» Exercise requirements
In the entries below, the lines from the one with "box: [0, 35, 197, 448]" through the one with "positive clicks: (0, 210) (83, 433)" are to be copied exactly; both ends count.

────────────────

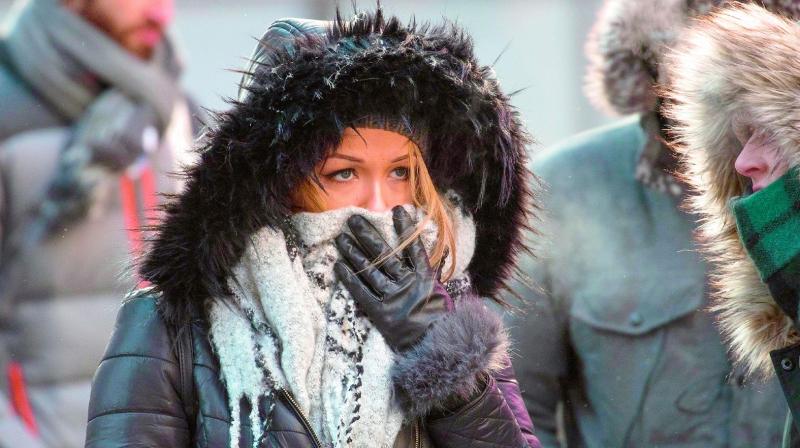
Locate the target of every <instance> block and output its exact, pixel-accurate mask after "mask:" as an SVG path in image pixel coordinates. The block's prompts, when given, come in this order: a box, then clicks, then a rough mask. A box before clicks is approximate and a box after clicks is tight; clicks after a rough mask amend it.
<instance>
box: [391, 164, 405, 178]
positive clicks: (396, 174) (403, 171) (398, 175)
mask: <svg viewBox="0 0 800 448" xmlns="http://www.w3.org/2000/svg"><path fill="white" fill-rule="evenodd" d="M392 177H393V178H395V179H402V180H405V179H408V168H406V167H400V168H395V169H393V170H392Z"/></svg>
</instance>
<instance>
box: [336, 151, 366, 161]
mask: <svg viewBox="0 0 800 448" xmlns="http://www.w3.org/2000/svg"><path fill="white" fill-rule="evenodd" d="M331 158H337V159H344V160H349V161H351V162H359V163H361V162H363V160H361V159H359V158H358V157H351V156H346V155H344V154H335V153H334V154H331Z"/></svg>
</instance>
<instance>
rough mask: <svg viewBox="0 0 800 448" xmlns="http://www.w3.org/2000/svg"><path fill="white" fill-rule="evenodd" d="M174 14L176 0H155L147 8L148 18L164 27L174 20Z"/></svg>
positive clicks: (147, 16)
mask: <svg viewBox="0 0 800 448" xmlns="http://www.w3.org/2000/svg"><path fill="white" fill-rule="evenodd" d="M174 16H175V2H174V0H153V1H152V2H151V4H150V8H148V10H147V18H148V20H150V21H151V22H153V23H157V24H158V25H159V26H161V27H162V28H166V27H167V25H169V24H170V22H172V18H173V17H174Z"/></svg>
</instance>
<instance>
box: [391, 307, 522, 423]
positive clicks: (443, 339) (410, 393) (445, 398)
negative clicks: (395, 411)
mask: <svg viewBox="0 0 800 448" xmlns="http://www.w3.org/2000/svg"><path fill="white" fill-rule="evenodd" d="M508 348H509V341H508V335H507V333H506V330H505V328H504V327H503V323H502V321H501V319H500V317H499V316H497V315H496V314H494V313H493V312H491V311H490V310H489V309H488V308H486V306H485V305H484V304H483V303H482V302H481V301H480V300H476V299H464V300H463V301H461V302H458V303H457V304H456V309H455V311H453V312H452V313H451V314H448V315H447V316H445V317H444V318H442V319H441V320H440V321H438V322H437V323H436V324H434V325H433V326H432V327H431V328H430V330H428V333H427V334H426V335H425V337H424V338H423V339H422V341H421V342H420V343H419V344H417V345H416V346H415V347H414V348H413V349H411V350H410V351H409V352H407V353H405V354H404V355H403V356H401V357H400V358H399V359H398V361H397V364H396V365H395V369H394V372H393V377H394V381H395V385H396V386H397V387H398V388H399V389H400V391H401V392H402V395H403V398H402V400H403V401H404V407H405V408H406V410H407V416H409V417H415V416H425V415H427V414H429V413H430V412H431V411H432V410H434V409H437V408H438V407H441V405H442V404H443V403H444V402H445V401H446V400H447V399H448V398H450V397H453V396H456V397H461V398H465V399H466V398H469V397H471V396H472V395H474V394H475V393H476V392H477V391H478V388H479V387H480V384H481V383H480V378H481V376H483V375H487V374H492V373H494V372H497V371H499V370H500V369H502V368H503V360H504V359H505V357H506V356H507V354H508Z"/></svg>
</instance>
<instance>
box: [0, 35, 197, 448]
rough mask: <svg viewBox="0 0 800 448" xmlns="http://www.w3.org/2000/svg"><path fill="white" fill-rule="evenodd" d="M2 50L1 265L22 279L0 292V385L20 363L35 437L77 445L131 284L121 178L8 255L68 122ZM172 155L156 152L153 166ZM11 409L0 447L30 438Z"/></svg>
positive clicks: (0, 210) (83, 433)
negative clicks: (43, 95)
mask: <svg viewBox="0 0 800 448" xmlns="http://www.w3.org/2000/svg"><path fill="white" fill-rule="evenodd" d="M3 56H4V53H3V50H2V46H0V98H2V101H0V262H1V263H0V264H2V266H3V269H6V268H10V267H11V266H14V267H15V269H17V268H20V269H19V274H20V275H19V276H18V279H19V281H20V285H21V286H20V287H19V288H17V290H16V291H15V294H14V296H13V297H0V300H2V304H3V306H2V311H0V331H2V333H0V372H2V373H0V384H1V385H2V389H0V390H2V395H6V394H7V391H8V390H9V384H8V376H7V374H6V372H7V367H8V365H9V362H17V363H21V365H22V368H23V373H24V380H25V391H26V393H27V396H28V399H29V402H30V405H31V407H32V410H33V415H34V417H35V419H36V425H37V427H38V432H39V438H38V439H39V442H41V443H43V444H44V446H53V447H77V446H82V445H83V441H84V436H85V427H86V415H87V408H88V401H89V392H90V386H91V379H92V375H93V373H94V371H95V369H96V367H97V365H98V363H99V361H100V358H101V357H102V354H103V350H104V348H105V345H106V343H107V341H108V338H109V335H110V334H111V331H112V328H113V324H114V318H115V315H116V312H117V310H118V308H119V304H120V297H122V296H123V295H124V293H125V292H127V291H129V290H130V289H131V288H132V287H133V286H135V282H134V280H133V279H132V278H131V277H130V276H127V277H126V276H123V275H122V273H123V271H124V270H125V268H126V266H127V265H128V264H129V250H130V246H129V241H128V239H127V237H126V232H125V229H126V223H125V221H124V219H123V213H122V207H121V201H120V192H119V177H117V176H109V177H108V178H107V179H106V180H105V181H104V185H103V187H104V188H103V189H102V190H103V194H102V195H100V196H99V197H97V198H96V199H95V201H94V202H93V208H92V210H91V212H90V214H89V216H88V217H87V218H85V219H83V220H82V221H81V222H80V223H78V224H77V225H74V226H69V227H65V228H64V229H63V231H62V232H61V233H59V234H58V235H57V236H54V237H51V238H49V239H47V240H46V241H45V242H43V243H42V244H40V245H38V246H37V247H36V248H35V249H34V250H33V251H31V252H28V253H26V254H24V255H23V256H20V257H14V258H13V259H12V258H11V257H9V256H7V253H6V252H5V251H6V250H7V249H8V242H9V241H10V240H11V238H14V237H15V236H16V235H19V234H20V232H22V231H24V225H23V224H22V222H23V217H24V216H25V214H26V213H28V211H29V210H30V209H31V208H32V207H34V206H35V205H38V204H39V203H40V202H41V199H42V197H43V193H44V190H45V189H46V188H47V186H48V185H49V183H50V181H51V180H52V178H53V175H54V173H55V170H56V165H57V161H58V157H59V153H60V152H61V151H62V149H63V148H64V147H65V146H66V145H67V141H68V139H69V137H70V134H71V132H72V129H71V125H72V123H69V122H68V121H67V120H65V119H64V118H62V117H61V116H59V115H58V114H57V113H56V112H55V111H54V110H53V109H52V108H51V107H50V106H49V105H48V104H47V103H46V102H44V101H43V100H41V99H40V98H39V97H37V96H36V94H35V93H34V92H33V91H32V90H31V89H30V88H29V87H28V86H27V85H26V83H25V81H24V80H23V79H22V78H20V77H19V76H18V75H17V73H16V71H15V70H14V69H13V68H12V67H11V66H10V64H9V62H8V59H7V58H4V57H3ZM187 118H188V116H187ZM187 124H189V125H190V124H191V123H188V122H187ZM186 149H188V148H186ZM169 159H171V156H170V155H169V154H167V153H164V152H159V153H157V154H156V155H155V156H154V160H156V161H155V162H154V166H161V167H164V166H165V165H164V163H165V162H166V161H167V160H169ZM167 169H170V170H171V167H169V168H167ZM156 181H157V186H158V188H160V189H163V190H164V191H175V188H176V187H177V185H176V182H175V180H173V179H168V178H167V177H166V176H157V178H156ZM0 399H2V400H8V399H9V397H8V396H3V397H0ZM11 414H12V415H9V416H8V417H9V418H8V419H4V421H5V423H6V424H8V425H12V424H13V426H14V427H15V431H10V430H9V431H5V430H2V429H0V446H2V447H5V446H31V445H30V441H22V440H21V439H19V437H22V435H24V432H20V431H18V430H19V429H20V428H21V424H20V422H19V421H16V424H14V422H15V420H14V415H13V412H11ZM22 431H24V430H22ZM15 434H17V435H15Z"/></svg>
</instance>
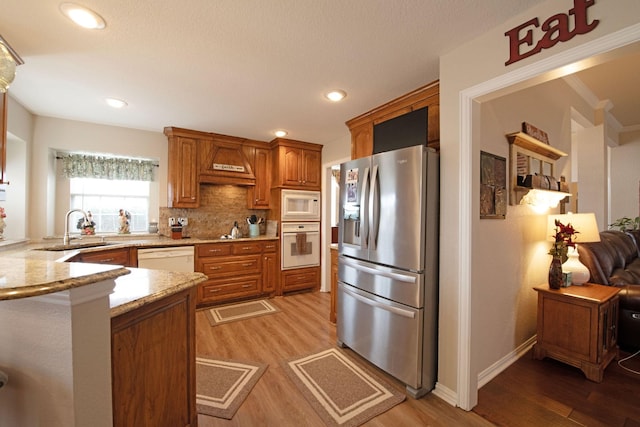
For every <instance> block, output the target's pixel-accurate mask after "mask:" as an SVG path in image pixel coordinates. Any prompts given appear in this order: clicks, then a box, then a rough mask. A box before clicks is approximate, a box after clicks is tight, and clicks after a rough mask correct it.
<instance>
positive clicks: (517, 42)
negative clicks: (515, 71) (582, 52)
mask: <svg viewBox="0 0 640 427" xmlns="http://www.w3.org/2000/svg"><path fill="white" fill-rule="evenodd" d="M595 2H596V0H573V8H572V9H569V11H568V13H558V14H555V15H552V16H550V17H549V18H547V20H546V21H544V22H543V23H542V25H540V21H539V20H538V18H533V19H530V20H529V21H527V22H525V23H524V24H520V25H518V26H517V27H515V28H512V29H511V30H509V31H507V32H506V33H504V35H505V36H507V37H508V38H509V60H508V61H507V62H505V63H504V65H505V66H506V65H510V64H513V63H514V62H517V61H520V60H521V59H524V58H528V57H529V56H532V55H535V54H536V53H539V52H540V51H542V49H549V48H551V47H553V46H555V45H556V43H558V42H566V41H568V40H571V39H572V38H573V37H574V36H576V35H578V34H586V33H588V32H590V31H591V30H593V29H594V28H596V27H597V26H598V23H599V22H600V21H599V20H597V19H595V20H593V21H592V22H589V20H588V18H587V9H588V8H590V7H591V6H593V5H594V4H595ZM572 21H573V30H572V29H571V24H572ZM538 29H539V30H540V31H536V30H538ZM534 42H535V44H534ZM532 46H533V47H532ZM527 47H529V48H530V49H528V50H527ZM521 48H523V49H521Z"/></svg>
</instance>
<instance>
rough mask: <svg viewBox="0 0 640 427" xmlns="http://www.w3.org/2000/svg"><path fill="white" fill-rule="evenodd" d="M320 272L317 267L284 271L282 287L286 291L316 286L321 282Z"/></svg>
mask: <svg viewBox="0 0 640 427" xmlns="http://www.w3.org/2000/svg"><path fill="white" fill-rule="evenodd" d="M319 273H320V270H319V268H317V267H313V268H302V269H299V270H288V271H283V272H282V275H283V283H282V288H283V290H284V291H291V290H299V289H311V288H316V287H318V285H319V284H320V281H319V278H320V274H319Z"/></svg>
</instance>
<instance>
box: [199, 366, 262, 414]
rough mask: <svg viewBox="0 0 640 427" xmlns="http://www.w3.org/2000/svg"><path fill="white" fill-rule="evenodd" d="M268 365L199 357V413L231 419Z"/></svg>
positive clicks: (245, 398) (248, 394)
mask: <svg viewBox="0 0 640 427" xmlns="http://www.w3.org/2000/svg"><path fill="white" fill-rule="evenodd" d="M266 369H267V365H262V364H255V363H251V364H250V363H244V362H234V361H231V360H219V359H205V358H202V357H196V410H197V411H198V413H200V414H206V415H211V416H214V417H218V418H225V419H228V420H230V419H231V418H233V415H234V414H235V413H236V411H237V410H238V408H240V405H242V402H244V399H246V397H247V396H248V395H249V392H250V391H251V389H252V388H253V386H254V385H256V383H257V382H258V380H259V379H260V377H261V376H262V374H263V373H264V371H265V370H266Z"/></svg>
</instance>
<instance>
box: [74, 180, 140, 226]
mask: <svg viewBox="0 0 640 427" xmlns="http://www.w3.org/2000/svg"><path fill="white" fill-rule="evenodd" d="M69 181H70V193H71V194H70V195H71V197H70V199H71V200H70V201H71V206H70V208H71V209H82V210H83V211H85V212H87V213H88V212H89V211H90V212H91V215H92V216H93V221H94V222H95V223H96V225H95V227H96V232H97V233H117V232H118V228H119V226H120V222H119V211H120V209H124V210H125V211H128V212H129V213H130V214H131V219H130V220H129V229H130V231H131V232H144V231H146V230H147V228H148V218H149V187H150V182H149V181H126V180H109V179H96V178H70V179H69ZM71 227H73V223H71V224H70V228H71Z"/></svg>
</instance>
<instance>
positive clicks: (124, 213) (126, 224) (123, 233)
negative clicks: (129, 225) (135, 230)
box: [118, 209, 131, 234]
mask: <svg viewBox="0 0 640 427" xmlns="http://www.w3.org/2000/svg"><path fill="white" fill-rule="evenodd" d="M130 219H131V214H130V213H129V212H127V211H125V210H124V209H120V228H119V229H118V234H129V233H130V231H129V220H130Z"/></svg>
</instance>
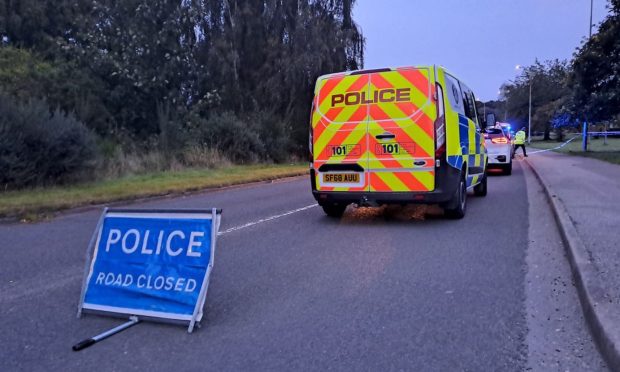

────────────────

» Exercise output
box: [0, 35, 197, 448]
rough mask: <svg viewBox="0 0 800 448" xmlns="http://www.w3.org/2000/svg"><path fill="white" fill-rule="evenodd" d="M2 50L1 265L22 279L0 292V385L20 363L35 437L77 445L131 284L121 178L8 255L68 122ZM172 155L156 152L153 166ZM11 409L0 447L30 438Z"/></svg>
positive clicks: (0, 210) (83, 433)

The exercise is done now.